THE EXERCISE:
Rewrite the material from the line that contains "Point out the black tail" through the line that contains "199), (667, 706)]", putting "shelf audit tool" in place of "planogram checker" and keeping everything else the same.

DATASET CONTENT:
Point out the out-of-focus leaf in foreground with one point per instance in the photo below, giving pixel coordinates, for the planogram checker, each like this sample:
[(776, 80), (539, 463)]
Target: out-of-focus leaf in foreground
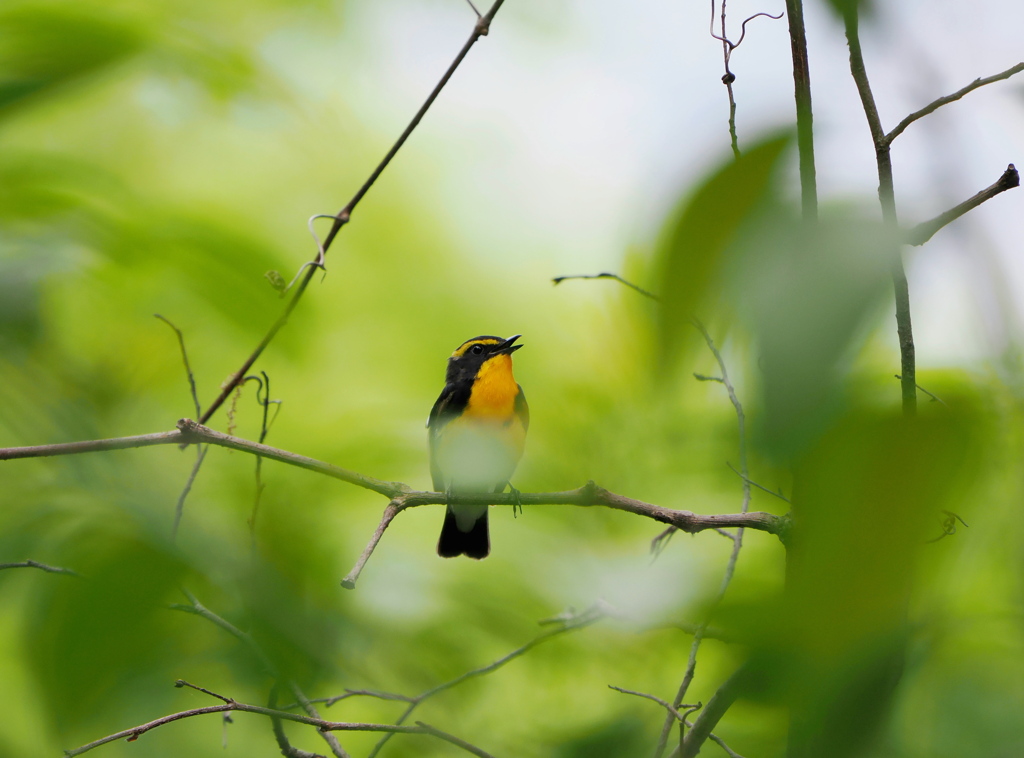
[(46, 46), (867, 497), (808, 293), (701, 232), (90, 637)]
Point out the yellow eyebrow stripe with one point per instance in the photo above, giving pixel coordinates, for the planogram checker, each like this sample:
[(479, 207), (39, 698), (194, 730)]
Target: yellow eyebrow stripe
[(461, 350)]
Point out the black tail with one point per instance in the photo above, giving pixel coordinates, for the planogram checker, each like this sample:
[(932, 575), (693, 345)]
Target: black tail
[(453, 542)]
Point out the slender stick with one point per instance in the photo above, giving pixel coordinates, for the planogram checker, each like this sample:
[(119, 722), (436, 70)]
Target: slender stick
[(805, 117), (480, 29), (737, 544), (925, 230), (585, 619), (887, 197), (134, 732), (711, 715), (41, 566), (940, 101)]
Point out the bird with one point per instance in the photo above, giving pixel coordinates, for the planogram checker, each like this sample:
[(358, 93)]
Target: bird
[(476, 431)]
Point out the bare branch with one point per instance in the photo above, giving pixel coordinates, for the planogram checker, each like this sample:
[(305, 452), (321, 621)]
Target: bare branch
[(331, 740), (402, 497), (92, 446), (322, 724), (709, 717), (737, 542), (568, 623), (184, 360), (41, 566), (180, 505), (762, 488), (937, 103), (605, 275), (586, 496), (287, 749), (925, 230), (480, 29), (183, 683), (197, 608), (887, 199), (667, 706)]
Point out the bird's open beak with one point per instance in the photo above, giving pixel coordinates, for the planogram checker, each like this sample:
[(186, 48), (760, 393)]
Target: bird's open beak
[(507, 346)]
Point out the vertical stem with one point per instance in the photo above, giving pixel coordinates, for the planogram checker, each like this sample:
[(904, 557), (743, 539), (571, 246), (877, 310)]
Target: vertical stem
[(805, 126), (887, 198)]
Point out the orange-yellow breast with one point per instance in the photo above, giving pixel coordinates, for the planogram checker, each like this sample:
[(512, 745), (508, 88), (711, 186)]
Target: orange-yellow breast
[(494, 392)]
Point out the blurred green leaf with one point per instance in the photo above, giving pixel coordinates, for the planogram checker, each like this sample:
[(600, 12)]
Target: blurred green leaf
[(624, 737), (700, 233), (866, 500), (91, 637), (808, 292), (46, 46)]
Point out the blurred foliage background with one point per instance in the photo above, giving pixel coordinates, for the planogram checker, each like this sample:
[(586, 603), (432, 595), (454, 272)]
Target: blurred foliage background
[(159, 158)]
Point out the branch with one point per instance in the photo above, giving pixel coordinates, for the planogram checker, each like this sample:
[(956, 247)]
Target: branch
[(887, 198), (711, 715), (805, 117), (737, 542), (343, 216), (568, 623), (92, 446), (937, 103), (401, 496), (606, 275), (42, 566), (287, 749), (924, 232), (680, 717), (586, 496), (232, 706)]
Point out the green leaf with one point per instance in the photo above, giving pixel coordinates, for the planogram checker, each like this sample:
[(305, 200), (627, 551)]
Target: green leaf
[(43, 48), (701, 232)]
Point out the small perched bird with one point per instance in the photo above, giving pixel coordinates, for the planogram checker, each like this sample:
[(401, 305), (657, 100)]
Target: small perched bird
[(477, 429)]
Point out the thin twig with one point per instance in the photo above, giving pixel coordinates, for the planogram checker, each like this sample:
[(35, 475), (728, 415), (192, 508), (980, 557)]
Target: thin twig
[(201, 452), (935, 397), (606, 275), (887, 199), (331, 740), (183, 683), (322, 724), (805, 118), (402, 497), (197, 608), (939, 102), (287, 749), (588, 495), (925, 230), (480, 29), (737, 544), (709, 717), (679, 716), (728, 46), (752, 482), (41, 566), (184, 360), (568, 624)]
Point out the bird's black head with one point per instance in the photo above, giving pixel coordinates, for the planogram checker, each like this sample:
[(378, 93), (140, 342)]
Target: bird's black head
[(471, 354)]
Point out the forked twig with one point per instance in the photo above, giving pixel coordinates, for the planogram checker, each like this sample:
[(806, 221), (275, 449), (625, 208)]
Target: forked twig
[(343, 216)]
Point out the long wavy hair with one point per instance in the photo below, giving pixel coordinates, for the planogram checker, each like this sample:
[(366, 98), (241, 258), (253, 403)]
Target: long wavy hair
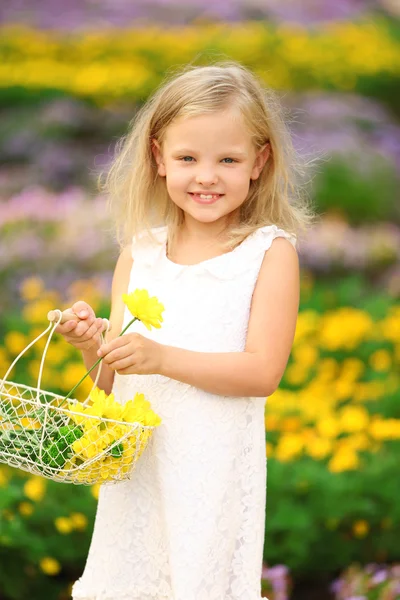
[(137, 196)]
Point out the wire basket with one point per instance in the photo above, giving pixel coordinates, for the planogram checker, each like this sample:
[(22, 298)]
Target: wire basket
[(70, 443)]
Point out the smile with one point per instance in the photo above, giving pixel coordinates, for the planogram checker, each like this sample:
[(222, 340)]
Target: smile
[(206, 198)]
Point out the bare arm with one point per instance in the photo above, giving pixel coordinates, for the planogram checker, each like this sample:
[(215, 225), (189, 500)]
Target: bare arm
[(259, 369)]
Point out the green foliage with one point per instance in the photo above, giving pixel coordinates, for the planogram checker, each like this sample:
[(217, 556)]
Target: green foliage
[(311, 513), (362, 195)]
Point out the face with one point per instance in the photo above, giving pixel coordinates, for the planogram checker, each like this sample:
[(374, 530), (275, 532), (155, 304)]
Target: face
[(208, 162)]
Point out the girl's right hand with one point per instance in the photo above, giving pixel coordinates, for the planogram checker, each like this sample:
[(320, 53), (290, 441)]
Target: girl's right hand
[(85, 332)]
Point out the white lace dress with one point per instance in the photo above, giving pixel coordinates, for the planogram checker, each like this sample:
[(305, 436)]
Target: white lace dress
[(189, 524)]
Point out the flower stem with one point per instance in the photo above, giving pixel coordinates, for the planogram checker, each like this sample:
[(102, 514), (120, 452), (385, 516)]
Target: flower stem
[(95, 365)]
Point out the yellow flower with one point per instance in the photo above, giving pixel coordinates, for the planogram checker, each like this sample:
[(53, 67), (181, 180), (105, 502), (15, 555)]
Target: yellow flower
[(147, 310), (63, 525), (26, 509), (90, 444), (380, 360), (35, 488), (360, 528), (79, 521), (103, 405), (50, 566), (345, 459)]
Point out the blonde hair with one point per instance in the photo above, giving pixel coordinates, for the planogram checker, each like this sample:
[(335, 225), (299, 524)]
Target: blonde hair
[(137, 196)]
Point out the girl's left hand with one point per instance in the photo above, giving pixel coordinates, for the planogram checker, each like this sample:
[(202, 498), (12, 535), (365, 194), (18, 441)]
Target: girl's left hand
[(132, 354)]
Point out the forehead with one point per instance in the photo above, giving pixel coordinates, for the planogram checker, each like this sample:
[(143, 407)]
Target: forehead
[(221, 128)]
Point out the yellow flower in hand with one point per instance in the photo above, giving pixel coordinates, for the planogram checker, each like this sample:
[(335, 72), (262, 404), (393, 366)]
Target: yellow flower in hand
[(147, 310)]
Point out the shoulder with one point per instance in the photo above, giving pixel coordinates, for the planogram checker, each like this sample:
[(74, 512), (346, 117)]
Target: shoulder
[(265, 236), (278, 279)]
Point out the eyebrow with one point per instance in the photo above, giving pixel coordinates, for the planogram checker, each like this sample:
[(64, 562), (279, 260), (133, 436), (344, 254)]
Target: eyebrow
[(237, 152)]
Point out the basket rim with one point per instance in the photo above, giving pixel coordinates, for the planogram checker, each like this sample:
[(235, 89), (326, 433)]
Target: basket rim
[(65, 409)]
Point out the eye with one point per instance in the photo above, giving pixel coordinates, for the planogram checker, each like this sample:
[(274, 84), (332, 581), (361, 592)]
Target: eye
[(227, 158)]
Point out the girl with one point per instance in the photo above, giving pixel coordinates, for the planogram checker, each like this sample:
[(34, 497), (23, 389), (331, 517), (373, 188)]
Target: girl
[(208, 208)]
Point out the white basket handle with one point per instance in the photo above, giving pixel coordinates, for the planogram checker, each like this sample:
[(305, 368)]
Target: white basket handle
[(56, 317), (69, 315)]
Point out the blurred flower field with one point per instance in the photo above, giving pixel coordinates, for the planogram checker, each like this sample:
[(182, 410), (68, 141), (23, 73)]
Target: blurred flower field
[(70, 81)]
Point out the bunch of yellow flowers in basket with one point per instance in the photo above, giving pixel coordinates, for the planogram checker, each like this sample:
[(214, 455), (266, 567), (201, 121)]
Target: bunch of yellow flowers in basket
[(95, 441)]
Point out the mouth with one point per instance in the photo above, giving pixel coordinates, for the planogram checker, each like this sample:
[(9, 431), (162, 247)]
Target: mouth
[(205, 198)]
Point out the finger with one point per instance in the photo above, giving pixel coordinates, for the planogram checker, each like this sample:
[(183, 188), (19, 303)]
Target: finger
[(66, 327), (82, 309), (122, 364), (118, 342)]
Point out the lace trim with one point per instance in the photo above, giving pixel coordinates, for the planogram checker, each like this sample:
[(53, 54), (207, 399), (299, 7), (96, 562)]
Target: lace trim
[(224, 266)]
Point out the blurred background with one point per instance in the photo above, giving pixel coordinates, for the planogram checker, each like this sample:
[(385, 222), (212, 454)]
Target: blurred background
[(71, 78)]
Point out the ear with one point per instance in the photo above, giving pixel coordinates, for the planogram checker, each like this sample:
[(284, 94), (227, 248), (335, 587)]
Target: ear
[(157, 152), (260, 160)]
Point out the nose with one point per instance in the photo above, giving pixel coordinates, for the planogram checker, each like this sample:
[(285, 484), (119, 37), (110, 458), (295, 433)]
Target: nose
[(206, 176)]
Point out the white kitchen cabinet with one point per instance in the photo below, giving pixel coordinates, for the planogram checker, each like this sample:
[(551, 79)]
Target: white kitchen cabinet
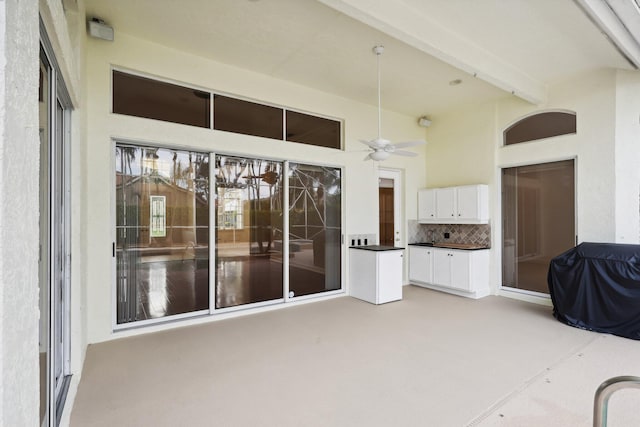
[(420, 264), (451, 269), (472, 203), (461, 272), (446, 203), (468, 204), (426, 204), (375, 273), (442, 273)]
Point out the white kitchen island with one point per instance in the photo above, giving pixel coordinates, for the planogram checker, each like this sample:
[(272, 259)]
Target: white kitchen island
[(375, 273)]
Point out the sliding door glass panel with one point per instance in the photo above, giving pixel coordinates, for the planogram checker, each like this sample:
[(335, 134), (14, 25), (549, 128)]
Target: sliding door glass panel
[(162, 224), (538, 221), (315, 212), (248, 231), (45, 233)]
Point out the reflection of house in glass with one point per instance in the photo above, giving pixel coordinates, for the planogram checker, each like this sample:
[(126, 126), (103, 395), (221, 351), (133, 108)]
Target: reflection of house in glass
[(162, 243), (180, 216)]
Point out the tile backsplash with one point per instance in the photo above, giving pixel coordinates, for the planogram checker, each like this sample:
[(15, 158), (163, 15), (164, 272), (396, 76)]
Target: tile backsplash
[(479, 234)]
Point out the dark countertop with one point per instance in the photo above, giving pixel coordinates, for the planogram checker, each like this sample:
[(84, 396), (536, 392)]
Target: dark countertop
[(450, 246), (377, 248)]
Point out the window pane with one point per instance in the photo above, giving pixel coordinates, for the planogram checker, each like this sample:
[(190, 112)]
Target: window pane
[(162, 222), (248, 231), (247, 118), (313, 130), (315, 214), (152, 99), (538, 126)]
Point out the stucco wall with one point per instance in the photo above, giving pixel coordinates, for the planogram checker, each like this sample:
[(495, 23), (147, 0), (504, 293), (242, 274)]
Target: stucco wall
[(627, 157), (19, 156), (465, 147), (126, 52)]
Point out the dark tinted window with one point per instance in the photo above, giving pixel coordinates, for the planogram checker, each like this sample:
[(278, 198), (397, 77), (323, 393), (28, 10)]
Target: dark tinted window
[(538, 126), (313, 130), (152, 99), (247, 118)]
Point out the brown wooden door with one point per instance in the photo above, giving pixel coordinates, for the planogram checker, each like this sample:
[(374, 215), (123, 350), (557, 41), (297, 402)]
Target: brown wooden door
[(386, 216)]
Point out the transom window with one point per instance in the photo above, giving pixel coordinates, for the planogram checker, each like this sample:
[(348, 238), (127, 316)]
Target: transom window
[(541, 125)]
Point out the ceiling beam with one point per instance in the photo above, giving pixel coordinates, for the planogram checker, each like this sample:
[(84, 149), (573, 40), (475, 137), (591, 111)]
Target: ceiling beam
[(422, 32), (619, 20)]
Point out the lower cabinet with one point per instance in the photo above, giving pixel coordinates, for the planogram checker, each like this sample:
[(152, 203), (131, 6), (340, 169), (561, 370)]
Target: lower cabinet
[(463, 272), (420, 264)]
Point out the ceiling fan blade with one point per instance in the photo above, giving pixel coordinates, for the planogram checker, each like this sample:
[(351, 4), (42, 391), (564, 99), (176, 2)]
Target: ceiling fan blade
[(404, 153), (371, 144), (409, 144)]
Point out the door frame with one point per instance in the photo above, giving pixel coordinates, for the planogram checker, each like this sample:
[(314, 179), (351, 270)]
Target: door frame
[(522, 294), (396, 176), (57, 244)]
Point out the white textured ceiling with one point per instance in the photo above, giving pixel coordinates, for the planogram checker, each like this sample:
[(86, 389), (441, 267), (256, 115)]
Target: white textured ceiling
[(512, 45)]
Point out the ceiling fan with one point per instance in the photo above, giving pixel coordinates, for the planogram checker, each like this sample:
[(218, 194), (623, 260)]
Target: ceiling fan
[(382, 148)]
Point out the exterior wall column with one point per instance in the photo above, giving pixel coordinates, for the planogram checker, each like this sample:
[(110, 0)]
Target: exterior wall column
[(19, 213)]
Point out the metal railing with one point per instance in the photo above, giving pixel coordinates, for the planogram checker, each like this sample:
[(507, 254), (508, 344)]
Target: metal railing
[(604, 392)]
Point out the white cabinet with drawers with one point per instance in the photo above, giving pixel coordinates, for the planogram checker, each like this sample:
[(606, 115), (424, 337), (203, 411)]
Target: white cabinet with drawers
[(421, 264), (461, 272)]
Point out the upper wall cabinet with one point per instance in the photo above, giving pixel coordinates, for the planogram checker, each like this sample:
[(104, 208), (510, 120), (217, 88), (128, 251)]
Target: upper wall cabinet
[(468, 204), (427, 204)]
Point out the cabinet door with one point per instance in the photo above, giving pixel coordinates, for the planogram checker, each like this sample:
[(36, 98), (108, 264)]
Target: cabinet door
[(420, 261), (442, 267), (460, 269), (389, 276), (426, 204), (468, 202), (445, 203)]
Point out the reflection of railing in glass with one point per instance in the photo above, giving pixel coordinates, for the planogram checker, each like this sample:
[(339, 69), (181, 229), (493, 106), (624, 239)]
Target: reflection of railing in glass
[(314, 229), (248, 225)]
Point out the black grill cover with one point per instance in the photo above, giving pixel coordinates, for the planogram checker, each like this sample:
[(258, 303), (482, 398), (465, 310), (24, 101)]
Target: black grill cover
[(596, 286)]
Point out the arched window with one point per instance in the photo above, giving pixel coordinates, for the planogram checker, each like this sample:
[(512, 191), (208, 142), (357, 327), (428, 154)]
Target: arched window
[(539, 126)]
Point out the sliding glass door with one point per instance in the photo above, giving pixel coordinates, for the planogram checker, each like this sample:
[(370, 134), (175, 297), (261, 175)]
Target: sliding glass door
[(162, 232), (55, 251), (249, 267), (315, 232), (163, 213), (538, 221)]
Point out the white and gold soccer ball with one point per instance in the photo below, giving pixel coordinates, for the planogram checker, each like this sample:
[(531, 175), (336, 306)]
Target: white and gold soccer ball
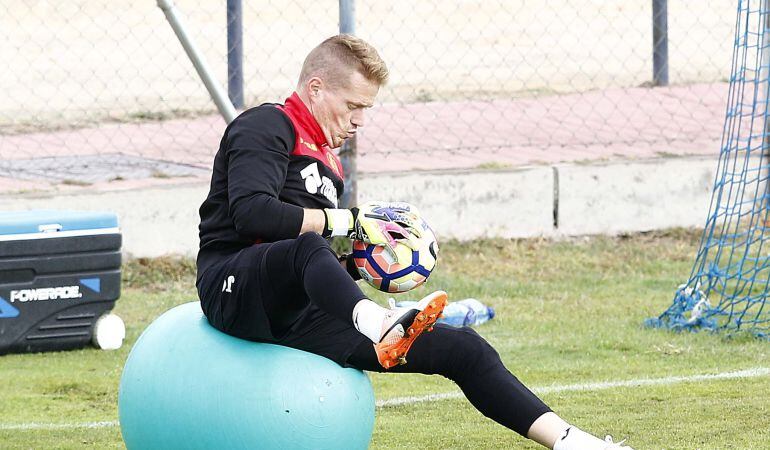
[(401, 269)]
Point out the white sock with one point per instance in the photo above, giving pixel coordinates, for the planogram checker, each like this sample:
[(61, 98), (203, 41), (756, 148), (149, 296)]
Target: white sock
[(573, 438), (368, 317)]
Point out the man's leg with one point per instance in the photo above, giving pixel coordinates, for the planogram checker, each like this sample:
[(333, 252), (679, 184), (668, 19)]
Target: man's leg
[(464, 357)]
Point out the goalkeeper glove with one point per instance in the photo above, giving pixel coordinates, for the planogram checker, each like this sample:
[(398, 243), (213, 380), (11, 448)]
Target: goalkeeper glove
[(376, 223)]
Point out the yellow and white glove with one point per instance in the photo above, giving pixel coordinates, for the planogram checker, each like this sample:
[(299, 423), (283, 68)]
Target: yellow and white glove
[(376, 223)]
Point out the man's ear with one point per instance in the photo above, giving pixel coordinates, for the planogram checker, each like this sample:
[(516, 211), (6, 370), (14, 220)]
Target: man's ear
[(314, 87)]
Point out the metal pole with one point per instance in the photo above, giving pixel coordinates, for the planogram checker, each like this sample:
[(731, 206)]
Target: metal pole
[(349, 148), (235, 52), (764, 80), (215, 90), (660, 42)]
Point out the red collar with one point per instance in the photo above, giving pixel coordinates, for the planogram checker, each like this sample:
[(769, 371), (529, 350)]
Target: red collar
[(295, 107)]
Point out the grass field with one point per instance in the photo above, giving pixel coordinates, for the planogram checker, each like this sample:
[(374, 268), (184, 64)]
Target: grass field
[(568, 312)]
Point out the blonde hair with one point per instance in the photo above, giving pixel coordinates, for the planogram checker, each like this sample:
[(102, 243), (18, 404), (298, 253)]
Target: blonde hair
[(334, 59)]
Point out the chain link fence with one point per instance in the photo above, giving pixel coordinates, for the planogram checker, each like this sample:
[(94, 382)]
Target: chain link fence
[(102, 92)]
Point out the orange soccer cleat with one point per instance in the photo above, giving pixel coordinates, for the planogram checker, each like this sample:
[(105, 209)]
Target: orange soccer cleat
[(403, 325)]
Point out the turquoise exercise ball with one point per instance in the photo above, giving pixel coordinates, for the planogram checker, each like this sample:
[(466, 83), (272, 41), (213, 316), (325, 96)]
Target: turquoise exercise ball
[(187, 385)]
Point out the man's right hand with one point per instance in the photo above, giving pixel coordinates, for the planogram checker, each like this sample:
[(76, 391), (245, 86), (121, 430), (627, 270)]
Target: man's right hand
[(376, 223)]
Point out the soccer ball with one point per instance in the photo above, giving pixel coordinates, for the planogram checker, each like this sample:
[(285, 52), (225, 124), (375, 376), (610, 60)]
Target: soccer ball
[(401, 270)]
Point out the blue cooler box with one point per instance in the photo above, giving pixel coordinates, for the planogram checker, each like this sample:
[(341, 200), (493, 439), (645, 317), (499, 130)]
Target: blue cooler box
[(59, 274)]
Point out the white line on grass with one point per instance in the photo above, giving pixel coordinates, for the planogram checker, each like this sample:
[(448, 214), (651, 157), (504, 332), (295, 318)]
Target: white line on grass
[(55, 426), (400, 401), (748, 373)]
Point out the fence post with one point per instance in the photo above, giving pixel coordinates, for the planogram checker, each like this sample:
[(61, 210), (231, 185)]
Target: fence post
[(348, 150), (660, 42), (196, 57), (235, 52)]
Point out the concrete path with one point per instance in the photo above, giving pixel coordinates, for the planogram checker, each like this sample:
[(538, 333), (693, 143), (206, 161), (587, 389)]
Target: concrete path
[(615, 124)]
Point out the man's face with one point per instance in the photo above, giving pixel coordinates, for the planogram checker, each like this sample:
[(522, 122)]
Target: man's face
[(340, 111)]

SOLUTION FOR THIS PROBLEM:
Point out the black tail with one point per instance in the photo above, giving pixel coordinates, for the shelf audit tool, each like this sample:
[(932, 575), (693, 345)]
Target: black tail
[(453, 542)]
Point out the slender stick with one point per instance in the photo above, giving pixel coordinates, for the shelf audit tool, each like this sample:
[(119, 722), (436, 70)]
Target: slender stick
[(805, 117), (480, 29), (737, 544), (925, 230), (585, 619), (887, 197), (134, 732), (711, 715), (41, 566), (940, 101)]
Point out the bird with one point per instance in the photo above, giving pixel coordinates, for the shelf audit tool, each like this sample:
[(358, 93)]
Target: bird
[(476, 431)]
Point out the bare branch with one point per instance in the photo above, giving pixel coordinates, for the shelf audit tool, each like this sample:
[(305, 452), (321, 621)]
Target: bare branch
[(331, 740), (402, 497), (92, 446), (322, 724), (709, 717), (737, 542), (568, 623), (184, 360), (41, 566), (180, 505), (762, 488), (937, 103), (605, 275), (586, 496), (287, 749), (925, 230), (480, 29), (183, 683), (197, 608), (887, 199), (667, 706)]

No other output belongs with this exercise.